La consigne
Dénombrez les lignes des données qui contiennent le mot « garland », en tenant compte de la casse. Donnez uniquement ce nombre.

Données de l'exercice
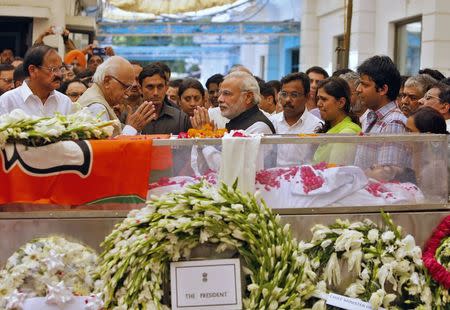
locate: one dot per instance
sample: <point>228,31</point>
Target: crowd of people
<point>374,99</point>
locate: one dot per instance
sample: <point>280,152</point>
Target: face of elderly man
<point>120,83</point>
<point>49,75</point>
<point>410,100</point>
<point>232,100</point>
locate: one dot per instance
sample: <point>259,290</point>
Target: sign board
<point>206,284</point>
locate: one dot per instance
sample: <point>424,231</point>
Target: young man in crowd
<point>295,119</point>
<point>276,85</point>
<point>6,78</point>
<point>113,81</point>
<point>378,88</point>
<point>315,75</point>
<point>168,119</point>
<point>7,56</point>
<point>38,96</point>
<point>357,106</point>
<point>172,91</point>
<point>267,103</point>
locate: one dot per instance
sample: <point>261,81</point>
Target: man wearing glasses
<point>415,88</point>
<point>295,119</point>
<point>438,98</point>
<point>37,95</point>
<point>6,78</point>
<point>114,81</point>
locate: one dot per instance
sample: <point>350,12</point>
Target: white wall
<point>45,13</point>
<point>373,31</point>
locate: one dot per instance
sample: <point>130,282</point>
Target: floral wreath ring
<point>433,248</point>
<point>138,252</point>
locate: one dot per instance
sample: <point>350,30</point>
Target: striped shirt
<point>389,120</point>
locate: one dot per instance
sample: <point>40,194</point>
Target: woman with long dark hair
<point>333,101</point>
<point>427,120</point>
<point>192,95</point>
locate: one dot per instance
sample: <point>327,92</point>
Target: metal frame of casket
<point>91,226</point>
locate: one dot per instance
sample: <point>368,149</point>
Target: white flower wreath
<point>137,253</point>
<point>17,126</point>
<point>387,268</point>
<point>45,264</point>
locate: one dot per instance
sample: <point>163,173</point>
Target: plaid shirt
<point>390,120</point>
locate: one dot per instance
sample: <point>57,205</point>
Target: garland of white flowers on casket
<point>385,268</point>
<point>51,267</point>
<point>436,258</point>
<point>19,127</point>
<point>137,253</point>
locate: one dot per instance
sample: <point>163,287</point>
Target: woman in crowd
<point>73,89</point>
<point>333,101</point>
<point>192,95</point>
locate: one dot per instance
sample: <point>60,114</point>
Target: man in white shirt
<point>315,75</point>
<point>239,97</point>
<point>238,101</point>
<point>294,119</point>
<point>114,80</point>
<point>357,105</point>
<point>37,95</point>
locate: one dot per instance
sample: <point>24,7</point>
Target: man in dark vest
<point>238,101</point>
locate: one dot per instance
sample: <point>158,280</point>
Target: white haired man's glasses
<point>127,87</point>
<point>55,70</point>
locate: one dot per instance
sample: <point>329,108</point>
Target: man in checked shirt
<point>378,88</point>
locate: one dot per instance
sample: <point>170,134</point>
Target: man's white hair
<point>109,67</point>
<point>248,83</point>
<point>421,81</point>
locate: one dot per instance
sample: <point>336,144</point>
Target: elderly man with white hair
<point>238,101</point>
<point>114,80</point>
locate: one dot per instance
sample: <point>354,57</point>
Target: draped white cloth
<point>158,7</point>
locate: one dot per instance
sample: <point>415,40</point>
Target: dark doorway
<point>16,34</point>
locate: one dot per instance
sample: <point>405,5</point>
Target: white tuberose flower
<point>348,239</point>
<point>387,236</point>
<point>332,271</point>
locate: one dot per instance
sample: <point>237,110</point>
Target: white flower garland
<point>46,264</point>
<point>388,268</point>
<point>17,126</point>
<point>137,253</point>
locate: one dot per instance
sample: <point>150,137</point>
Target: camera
<point>98,51</point>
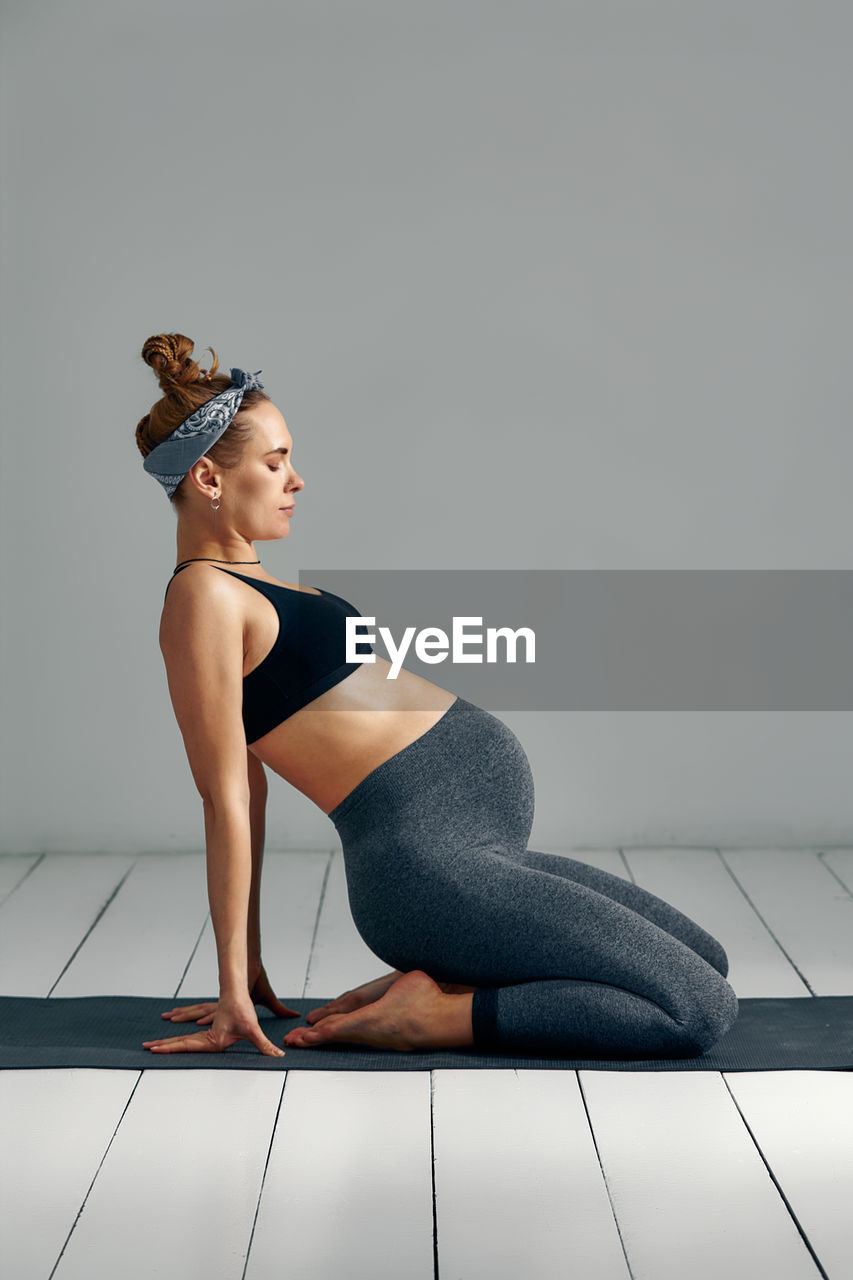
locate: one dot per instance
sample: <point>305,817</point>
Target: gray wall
<point>536,284</point>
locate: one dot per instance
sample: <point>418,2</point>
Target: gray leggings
<point>566,959</point>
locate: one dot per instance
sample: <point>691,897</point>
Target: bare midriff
<point>331,745</point>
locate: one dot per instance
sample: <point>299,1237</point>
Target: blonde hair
<point>185,389</point>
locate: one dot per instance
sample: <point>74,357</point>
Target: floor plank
<point>119,956</point>
<point>803,1124</point>
<point>13,871</point>
<point>349,1184</point>
<point>698,882</point>
<point>291,890</point>
<point>519,1191</point>
<point>55,1127</point>
<point>690,1192</point>
<point>178,1189</point>
<point>804,908</point>
<point>49,915</point>
<point>840,863</point>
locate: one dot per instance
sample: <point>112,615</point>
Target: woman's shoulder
<point>195,595</point>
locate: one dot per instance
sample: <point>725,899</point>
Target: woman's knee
<point>711,1013</point>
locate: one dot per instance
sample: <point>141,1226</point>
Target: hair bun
<point>170,357</point>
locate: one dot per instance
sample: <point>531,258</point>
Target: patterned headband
<point>170,460</point>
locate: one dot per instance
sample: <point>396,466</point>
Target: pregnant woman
<point>492,944</point>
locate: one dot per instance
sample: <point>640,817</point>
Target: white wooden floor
<point>597,1175</point>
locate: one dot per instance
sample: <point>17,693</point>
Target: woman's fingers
<point>267,1046</point>
<point>199,1043</point>
<point>187,1013</point>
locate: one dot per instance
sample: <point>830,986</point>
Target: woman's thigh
<point>489,920</point>
<point>637,899</point>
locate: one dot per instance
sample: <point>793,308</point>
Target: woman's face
<point>259,492</point>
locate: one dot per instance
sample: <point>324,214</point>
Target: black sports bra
<point>305,659</point>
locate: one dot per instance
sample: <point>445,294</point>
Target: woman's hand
<point>233,1019</point>
<point>260,993</point>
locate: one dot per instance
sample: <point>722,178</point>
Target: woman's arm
<point>258,823</point>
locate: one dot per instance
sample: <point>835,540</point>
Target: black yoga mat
<point>770,1034</point>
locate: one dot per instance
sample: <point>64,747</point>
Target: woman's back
<point>334,737</point>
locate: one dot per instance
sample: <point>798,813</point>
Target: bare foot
<point>356,999</point>
<point>414,1013</point>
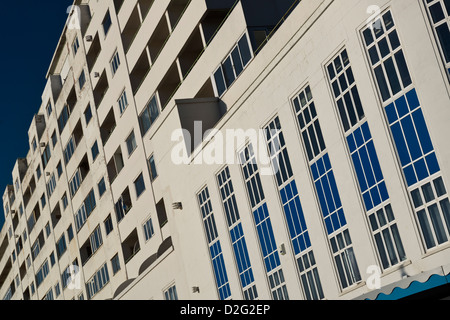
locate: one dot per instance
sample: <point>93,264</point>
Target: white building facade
<point>205,150</point>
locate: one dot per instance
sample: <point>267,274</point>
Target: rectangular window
<point>49,295</point>
<point>115,63</point>
<point>148,229</point>
<point>96,239</point>
<point>69,150</point>
<point>101,187</point>
<point>38,172</point>
<point>131,143</point>
<point>42,273</point>
<point>139,185</point>
<point>43,201</point>
<point>54,139</point>
<point>215,249</point>
<point>75,46</point>
<point>322,174</point>
<point>61,246</point>
<point>52,259</point>
<point>409,130</point>
<point>98,281</point>
<point>64,201</point>
<point>85,210</point>
<point>63,118</point>
<point>263,223</point>
<point>115,264</point>
<point>292,208</point>
<point>51,185</point>
<point>49,109</point>
<point>232,66</point>
<point>106,23</point>
<point>88,114</point>
<point>108,225</point>
<point>75,182</point>
<point>153,172</point>
<point>94,151</point>
<point>48,230</point>
<point>59,169</point>
<point>171,293</point>
<point>123,102</point>
<point>57,290</point>
<point>70,233</point>
<point>149,115</point>
<point>34,144</point>
<point>82,79</point>
<point>239,244</point>
<point>46,155</point>
<point>367,168</point>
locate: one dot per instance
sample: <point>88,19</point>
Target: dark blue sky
<point>30,32</point>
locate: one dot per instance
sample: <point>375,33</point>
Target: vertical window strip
<point>409,130</point>
<point>263,224</point>
<point>292,208</point>
<point>328,197</point>
<point>215,248</point>
<point>237,235</point>
<point>439,15</point>
<point>368,172</point>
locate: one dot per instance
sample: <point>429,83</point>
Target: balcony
<point>123,205</point>
<point>100,89</point>
<point>108,126</point>
<point>131,246</point>
<point>115,165</point>
<point>94,52</point>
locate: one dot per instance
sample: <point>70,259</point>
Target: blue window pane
<point>359,172</point>
<point>400,144</point>
<point>314,171</point>
<point>335,221</point>
<point>328,225</point>
<point>411,138</point>
<point>351,143</point>
<point>366,132</point>
<point>328,195</point>
<point>422,131</point>
<point>375,196</point>
<point>337,198</point>
<point>326,161</point>
<point>421,169</point>
<point>367,201</point>
<point>383,191</point>
<point>295,218</point>
<point>392,76</point>
<point>367,167</point>
<point>322,201</point>
<point>342,217</point>
<point>413,100</point>
<point>402,107</point>
<point>320,167</point>
<point>391,113</point>
<point>382,85</point>
<point>410,175</point>
<point>358,137</point>
<point>374,159</point>
<point>433,165</point>
<point>220,83</point>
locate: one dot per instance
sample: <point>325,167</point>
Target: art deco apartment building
<point>343,193</point>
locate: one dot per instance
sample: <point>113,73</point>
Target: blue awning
<point>415,287</point>
<point>411,285</point>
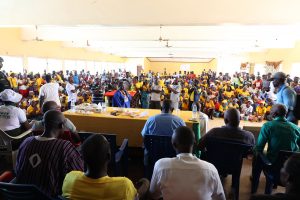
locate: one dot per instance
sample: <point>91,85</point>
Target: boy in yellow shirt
<point>33,110</point>
<point>185,100</point>
<point>13,82</point>
<point>209,107</point>
<point>261,111</point>
<point>94,183</point>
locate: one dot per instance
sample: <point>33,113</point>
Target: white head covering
<point>10,95</point>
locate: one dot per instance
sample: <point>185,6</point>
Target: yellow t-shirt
<point>77,186</point>
<point>245,94</point>
<point>13,82</point>
<point>38,82</point>
<point>239,90</point>
<point>268,109</point>
<point>30,110</point>
<point>261,110</point>
<point>210,104</point>
<point>229,94</point>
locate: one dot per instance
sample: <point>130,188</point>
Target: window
<point>14,64</point>
<point>37,65</point>
<point>259,68</point>
<point>80,65</point>
<point>54,65</point>
<point>70,65</point>
<point>295,70</point>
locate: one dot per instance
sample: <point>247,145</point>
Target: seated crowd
<point>65,167</point>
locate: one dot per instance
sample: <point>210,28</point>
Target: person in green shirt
<point>280,135</point>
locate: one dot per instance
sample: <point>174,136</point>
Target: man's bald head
<point>278,110</point>
<point>232,117</point>
<point>183,139</point>
<point>53,121</point>
<point>96,152</point>
<point>1,62</point>
<point>49,105</point>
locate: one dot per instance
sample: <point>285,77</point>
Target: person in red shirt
<point>258,82</point>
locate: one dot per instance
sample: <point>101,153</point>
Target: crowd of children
<point>252,95</point>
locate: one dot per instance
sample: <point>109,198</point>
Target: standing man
<point>155,95</point>
<point>4,83</point>
<point>164,123</point>
<point>175,94</point>
<point>280,135</point>
<point>45,160</point>
<point>230,132</point>
<point>121,98</point>
<point>71,91</point>
<point>49,92</point>
<point>285,95</point>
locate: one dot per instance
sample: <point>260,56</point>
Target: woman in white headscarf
<point>12,119</point>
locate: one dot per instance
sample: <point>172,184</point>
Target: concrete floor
<point>136,168</point>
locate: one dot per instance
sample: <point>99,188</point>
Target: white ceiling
<point>189,60</point>
<point>131,28</point>
<point>176,41</point>
<point>148,12</point>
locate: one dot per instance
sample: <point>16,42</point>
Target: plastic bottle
<point>72,106</point>
<point>194,110</point>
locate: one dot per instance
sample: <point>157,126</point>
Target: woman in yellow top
<point>228,93</point>
<point>38,81</point>
<point>209,107</point>
<point>261,111</point>
<point>145,98</point>
<point>13,82</point>
<point>34,109</point>
<point>185,100</point>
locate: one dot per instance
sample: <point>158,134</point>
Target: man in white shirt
<point>49,92</point>
<point>155,95</point>
<point>186,176</point>
<point>175,94</point>
<point>72,95</point>
<point>247,109</point>
<point>12,118</point>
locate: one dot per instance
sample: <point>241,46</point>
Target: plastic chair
<point>156,147</point>
<point>253,129</point>
<point>227,157</point>
<point>272,171</point>
<point>12,191</point>
<point>7,150</point>
<point>119,156</point>
<point>67,135</point>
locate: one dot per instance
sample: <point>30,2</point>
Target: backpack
<point>296,110</point>
<point>297,107</point>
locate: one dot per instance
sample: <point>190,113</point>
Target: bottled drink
<point>194,110</point>
<point>72,106</point>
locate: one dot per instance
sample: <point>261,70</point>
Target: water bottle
<point>72,106</point>
<point>194,110</point>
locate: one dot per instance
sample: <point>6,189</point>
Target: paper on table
<point>144,114</point>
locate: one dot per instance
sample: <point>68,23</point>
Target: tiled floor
<point>136,167</point>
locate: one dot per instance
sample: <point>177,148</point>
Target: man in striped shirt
<point>45,160</point>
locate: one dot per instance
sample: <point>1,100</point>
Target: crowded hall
<point>149,100</point>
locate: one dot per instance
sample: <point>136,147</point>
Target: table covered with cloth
<point>124,126</point>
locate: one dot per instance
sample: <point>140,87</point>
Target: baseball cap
<point>10,95</point>
<point>278,75</point>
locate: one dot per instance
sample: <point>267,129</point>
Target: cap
<point>278,75</point>
<point>10,95</point>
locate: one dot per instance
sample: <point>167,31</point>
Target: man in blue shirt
<point>285,95</point>
<point>164,123</point>
<point>280,135</point>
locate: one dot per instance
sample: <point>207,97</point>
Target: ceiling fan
<point>36,35</point>
<point>161,39</point>
<point>167,44</point>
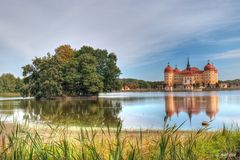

Résultat de l'exercice
2